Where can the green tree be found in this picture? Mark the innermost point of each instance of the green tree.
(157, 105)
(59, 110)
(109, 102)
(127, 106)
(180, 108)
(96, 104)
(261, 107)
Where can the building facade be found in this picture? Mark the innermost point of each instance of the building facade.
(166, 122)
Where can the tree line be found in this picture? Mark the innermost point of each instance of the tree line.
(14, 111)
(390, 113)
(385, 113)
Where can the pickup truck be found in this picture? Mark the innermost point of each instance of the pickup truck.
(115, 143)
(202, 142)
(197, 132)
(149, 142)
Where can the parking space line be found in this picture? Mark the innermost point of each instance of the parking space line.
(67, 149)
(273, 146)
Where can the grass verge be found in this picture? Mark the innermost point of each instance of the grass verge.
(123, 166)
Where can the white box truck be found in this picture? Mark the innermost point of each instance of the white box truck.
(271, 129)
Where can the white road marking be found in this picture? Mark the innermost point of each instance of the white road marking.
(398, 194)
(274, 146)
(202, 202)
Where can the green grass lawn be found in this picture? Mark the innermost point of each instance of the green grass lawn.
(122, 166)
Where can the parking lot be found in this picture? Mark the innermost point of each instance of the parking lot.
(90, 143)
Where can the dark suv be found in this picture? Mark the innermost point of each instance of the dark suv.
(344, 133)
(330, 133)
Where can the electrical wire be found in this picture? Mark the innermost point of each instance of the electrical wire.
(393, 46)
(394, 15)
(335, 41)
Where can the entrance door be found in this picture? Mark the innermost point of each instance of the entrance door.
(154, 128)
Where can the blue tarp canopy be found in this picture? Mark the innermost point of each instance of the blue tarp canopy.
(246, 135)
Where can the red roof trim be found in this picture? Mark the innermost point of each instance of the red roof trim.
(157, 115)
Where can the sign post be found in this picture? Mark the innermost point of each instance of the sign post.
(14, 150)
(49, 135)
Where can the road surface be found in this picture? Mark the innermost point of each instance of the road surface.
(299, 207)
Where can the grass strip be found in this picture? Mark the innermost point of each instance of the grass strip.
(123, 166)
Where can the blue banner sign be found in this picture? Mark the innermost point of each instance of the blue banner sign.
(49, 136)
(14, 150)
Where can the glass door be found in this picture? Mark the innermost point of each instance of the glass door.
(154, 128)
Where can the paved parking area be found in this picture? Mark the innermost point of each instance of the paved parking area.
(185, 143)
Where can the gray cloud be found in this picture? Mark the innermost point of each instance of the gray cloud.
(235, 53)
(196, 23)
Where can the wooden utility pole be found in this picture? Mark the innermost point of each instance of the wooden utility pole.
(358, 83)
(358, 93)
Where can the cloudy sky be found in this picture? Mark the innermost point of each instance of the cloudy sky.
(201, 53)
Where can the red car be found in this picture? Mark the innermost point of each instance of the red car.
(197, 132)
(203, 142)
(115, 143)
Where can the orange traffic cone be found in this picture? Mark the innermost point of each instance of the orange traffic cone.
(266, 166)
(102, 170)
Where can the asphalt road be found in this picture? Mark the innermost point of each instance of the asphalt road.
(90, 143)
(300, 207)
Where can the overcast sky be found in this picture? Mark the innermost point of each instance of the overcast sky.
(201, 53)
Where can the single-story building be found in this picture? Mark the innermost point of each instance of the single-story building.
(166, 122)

========

### What the task requires
Set down the listing in full, keeping every word exactly as it is.

### Exercise answer
Where can the green tree be found in this picture? Mark the innermost point of each instance of the green tree.
(157, 105)
(59, 110)
(109, 102)
(127, 106)
(180, 108)
(96, 104)
(261, 107)
Where can the building facade be found in this picture? Mark the innermost point of each instance of the building facade.
(166, 122)
Where can the tree line be found in this picture? Mark the innermost point of each instance of the tree line.
(14, 111)
(390, 113)
(385, 113)
Where can the pickup truck be found in this picture? Mark the innermost point of each instance of the pickup truck.
(115, 143)
(202, 142)
(197, 132)
(149, 142)
Where can the parking space line be found in this picture? Mark the innermost point of each instance of the parking space line.
(67, 149)
(273, 146)
Where can the grass verge be found in this picture? Mark the innermost point of each instance of the grass verge.
(123, 166)
Where can the white box truck be found in this picture? Mark the innermost point of each instance of the white box truck.
(271, 129)
Where can the white road marking be found in this picture? Mark the innermost point of each instance of the white road marking.
(398, 194)
(274, 146)
(202, 202)
Where can the green grass lawn be found in this picture? Mark the innermost point of each instance of the green grass lawn.
(122, 166)
Where can the parking lot be found in this picture? Mark the innermost point of each instance of the parking lot.
(90, 143)
Where can the dark suv be found in this picture? Mark the innermost point of each instance of the dark suv.
(344, 133)
(330, 133)
Where can the electrical wire be found in this picture? Mark the innermost point of each instance of the electrical wire.
(393, 46)
(394, 15)
(335, 41)
Where can the entrance door be found in this picture? Mark the innermost point of each instance of the entrance door.
(154, 128)
Where can the blue tarp canopy be found in this picture? Mark the innermost point of each instance of the blue tarp canopy.
(246, 135)
Where can the red roof trim be found in this picture? Mark the innermost point of each instance of the red roof trim.
(157, 115)
Where can the sign post be found in this picture? Mark the innermost point of each instance of the sign post.
(14, 150)
(49, 135)
Where can the road surface be found in this picture? Mark the innermost point of each instance of the road surface.
(299, 207)
Where can the grass strip be found in this picture? Mark the innermost point of each instance of the grass strip.
(123, 166)
Where can the blue banner sign be found in this picture? Mark the innermost point of each instance of the blue banner sign.
(49, 136)
(14, 150)
Where can the glass door be found in this picture? Mark the innermost point of each instance of the glass door.
(154, 128)
Where can the paved parking area be found in this picture? Mark the innermost point of each instance of the paved parking area.
(185, 143)
Where can the gray cloud be found in this picture? Mark the innermost point of each instance of the gray cloud.
(235, 53)
(196, 23)
Where can the wooden utility pole be found in this picture? Mark the innermost point of each instance of the wooden utility pole.
(358, 83)
(358, 93)
Where can the cloudy sky be found in this picture? Mark the innermost point of each instance of the cloudy sky.
(201, 53)
Where can the red car be found in this picture? Mark the innermost point of each instance of the red car.
(197, 132)
(203, 142)
(115, 143)
Where can the orange traffic cone be found in this picture? Mark the innermost point of each instance of the orange traffic cone.
(266, 166)
(102, 170)
Where can the asphalt road be found in this picture? Mark the innermost point of each instance of the asphalt road.
(90, 143)
(300, 207)
Where can the overcast sky be found in this picture? Mark the innermost point of each instance of the overcast sky.
(201, 53)
Where can the single-story building be found in this picture? Mark the innermost point of each instance of the single-story building.
(166, 122)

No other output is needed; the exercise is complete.